**Text section:**
┄┄┄┄┄┄┄┄┄┄

An important, three-day waterfowl management conference that attracted some 200 attendees from the United States and Canada was held in Minneapolis this week, intentionally removed from the public eye. Among attendees was Dale Hall, director of the U.S. Fish and Wildlife Service (USFWS).

The conference might in the end represent a turning point for waterfowl management in North America. More about that in future columns.

First, Minnesota duck hunters should know Hall and various USFWS waterfowl managers and biologists met Wednesday with Minnesota Department of Natural Resources Commissioner Mark Holsten, DNR Fish and Wildlife Division Director Dave Schad and DNR waterfowl specialist Steve Cordts.

At issue was the service's decision July 31 to restrict duck hunters this fall in the 14 states of the Mississippi Flyway to one scaup (bluebill) during 40 of the season's 60 days and to two scaup in the remaining 20 days. The scaup limit last year was two daily, with four in possession.

Holsten wrote a letter to Hall protesting the service's decision shortly after it was issued, as did the Wisconsin DNR. But Hall was out of the country, and Wednesday provided the first opportunity for the subject to be aired.

┄┄┄┄┄┄┄┄┄┄

**Source information:**
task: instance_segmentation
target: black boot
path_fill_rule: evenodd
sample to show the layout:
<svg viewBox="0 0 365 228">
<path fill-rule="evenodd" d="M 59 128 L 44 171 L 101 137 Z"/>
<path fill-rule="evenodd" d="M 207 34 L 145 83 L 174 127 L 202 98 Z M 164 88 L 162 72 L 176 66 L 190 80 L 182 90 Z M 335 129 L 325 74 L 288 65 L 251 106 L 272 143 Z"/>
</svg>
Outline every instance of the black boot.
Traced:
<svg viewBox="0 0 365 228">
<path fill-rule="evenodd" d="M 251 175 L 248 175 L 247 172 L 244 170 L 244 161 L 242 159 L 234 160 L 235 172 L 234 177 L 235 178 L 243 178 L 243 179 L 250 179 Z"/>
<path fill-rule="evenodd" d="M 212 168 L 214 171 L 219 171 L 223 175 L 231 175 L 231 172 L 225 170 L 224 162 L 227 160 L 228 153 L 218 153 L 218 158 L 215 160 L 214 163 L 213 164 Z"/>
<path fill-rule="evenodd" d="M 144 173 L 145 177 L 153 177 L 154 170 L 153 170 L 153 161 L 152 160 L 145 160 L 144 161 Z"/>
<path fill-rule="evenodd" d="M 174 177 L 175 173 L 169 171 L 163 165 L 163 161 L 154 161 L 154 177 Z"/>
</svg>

┄┄┄┄┄┄┄┄┄┄

**Actions to take:**
1. List every person named in the waterfowl conference article.
2. Continue the waterfowl conference article from its final sentence.

**Expected results:**
1. Dale Hall, Mark Holsten, Dave Schad, Steve Cordts

2.
Holsten told Hall the scaup harvest option Minnesota is proposing -- two scaup daily for 45 days, and one for 15 -- would likely result in a harvest only marginally different (if at all) from one expected by the service's 40/20 hybrid plan.

Hall, a career wildlife manager, is widely considered to be a straight shooter, and one who will listen. He told the Minnesota delegation the comment period on the service's harvest recommendations is open until Sept. 8, and that the Mississippi Flyway Council should submit a formal scaup counterproposal to the service by then.

Which the flyway council will do -- probably. The problem is, the council itself is partially to blame for the service's scaup plan. The flyway council should have formalized its 45/15 harvest proposal for presentation to the service in July, or at the subsequent service's waterfowl regulations committee meeting in Washington.

That didn't happen in part because scaup aren't important birds in hunters' bags in the majority of states in the flyway -- Minnesota, Wisconsin, Michigan and Louisiana being the exceptions.

Additionally, many waterfowl managers in the Mississippi Flyway didn't agree with the service's scaup harvest model and didn't want to validate it by assuming its premises to arrive at a harvest proposal.

Most state waterfowl managers instead wanted the service to blink, essentially, and retain the two-birds-daily scaup harvest of a year ago.

Making matters worse, flyway representatives at the regulations committee meeting didn't formally offer (or get the opportunity to offer) their 45/15 split as an option -- giving the service the opening it needed to move its 40/20 split forward.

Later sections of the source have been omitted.